I am pleased to confirm your continuing full-time employment with Consumer Programs Incorporated (the “Company”) on the following terms and conditions:

1.  
Title; Duties.  Effective February 3, 2007, you resumed full-time service to the Company as Executive Vice President, Operations.  Under the direction of the Company’s Chief Executive Officer, your duties and responsibilities will be that of a lead executive of the Company including helping plan, implement and achieve the strategies and goals of the Company as reviewed and established by the Board of Directors.  You will work at such hours and at such times as you deem necessary to carry out your responsibilities.  In addition to the office the Company provides at its corporate offices in St. Louis, MO, you are authorized to work from your home in St. Louis, MO and Sarasota, FL.
 
2.  
Term.  Subject to paragraph 8 of this letter agreement, you and the Company hereby agree that you will continue as a full-time executive of the Company.
 
3.  
Base Cash Salary.  As of your date of acceptance of this letter agreement, your base cash salary will be increased from $205,000 to $230,000 annually.  Your base cash salary will be reviewed with you no less than annually and may be increased from time to time by the Compensation Committee of the Board of Directors.
  
4.  
Options.  On April 15, 2002, you were granted options to purchase 5,000 shares of the Company’s common stock at a purchase price of $17.00 per share.  Those options expire on April 15, 2010.  On October 21, 2002, you were granted options to purchase 10,046 shares of the Company’s common stock at a purchase price of $12.96 per share.  Those options expire on October 21, 2010.  All of the foregoing options are fully vested and are exercisable in accordance with the terms of your Stock Option Agreements and the CPI Corp. Stock Option Plan.
 
5.  
Annual Bonus.  You will be eligible to participate in the Performance Incentive Plan of the Company as a key executive of the Company.  It is anticipated that any payment due you under this plan will be paid substantially in Restricted Shares with annual vesting as determined by the Compensation Committee of the Board.
  
 
 
6.

Record extracts:
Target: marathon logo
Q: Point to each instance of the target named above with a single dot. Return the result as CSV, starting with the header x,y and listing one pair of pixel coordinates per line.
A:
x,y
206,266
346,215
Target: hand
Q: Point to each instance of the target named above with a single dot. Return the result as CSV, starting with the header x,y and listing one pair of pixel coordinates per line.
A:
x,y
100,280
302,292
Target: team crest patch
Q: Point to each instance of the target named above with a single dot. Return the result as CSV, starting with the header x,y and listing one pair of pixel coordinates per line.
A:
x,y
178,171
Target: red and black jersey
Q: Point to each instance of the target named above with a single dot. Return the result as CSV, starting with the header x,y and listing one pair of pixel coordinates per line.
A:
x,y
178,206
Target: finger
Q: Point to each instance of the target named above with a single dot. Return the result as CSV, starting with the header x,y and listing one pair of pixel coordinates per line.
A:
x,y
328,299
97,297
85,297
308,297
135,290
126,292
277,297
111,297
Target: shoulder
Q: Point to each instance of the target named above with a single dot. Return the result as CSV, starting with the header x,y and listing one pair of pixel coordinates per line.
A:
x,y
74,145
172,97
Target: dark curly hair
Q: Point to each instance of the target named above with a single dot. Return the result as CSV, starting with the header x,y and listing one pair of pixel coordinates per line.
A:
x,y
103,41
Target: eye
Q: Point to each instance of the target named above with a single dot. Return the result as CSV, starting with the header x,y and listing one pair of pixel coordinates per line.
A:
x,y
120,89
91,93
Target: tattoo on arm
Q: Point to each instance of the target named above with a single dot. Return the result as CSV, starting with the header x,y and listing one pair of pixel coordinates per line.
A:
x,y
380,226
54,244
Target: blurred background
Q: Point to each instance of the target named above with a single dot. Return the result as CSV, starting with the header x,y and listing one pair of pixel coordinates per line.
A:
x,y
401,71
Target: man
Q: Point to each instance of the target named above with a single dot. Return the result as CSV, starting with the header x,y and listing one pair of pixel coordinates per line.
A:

Given instruction 1:
In the employment letter, what will the annual base cash salary be raised to?
Given instruction 2:
Transcribe the employment letter word for word from "I am pleased" to "and Sarasota, FL.".

Exercise answer 1:
$230,000

Exercise answer 2:
I am pleased to confirm your continuing full-time employment with Consumer Programs Incorporated (the “Company”) on the following terms and conditions:

1.  
Title; Duties.  Effective February 3, 2007, you resumed full-time service to the Company as Executive Vice President, Operations.  Under the direction of the Company’s Chief Executive Officer, your duties and responsibilities will be that of a lead executive of the Company including helping plan, implement and achieve the strategies and goals of the Company as reviewed and established by the Board of Directors.  You will work at such hours and at such times as you deem necessary to carry out your responsibilities.  In addition to the office the Company provides at its corporate offices in St. Louis, MO, you are authorized to work from your home in St. Louis, MO and Sarasota, FL.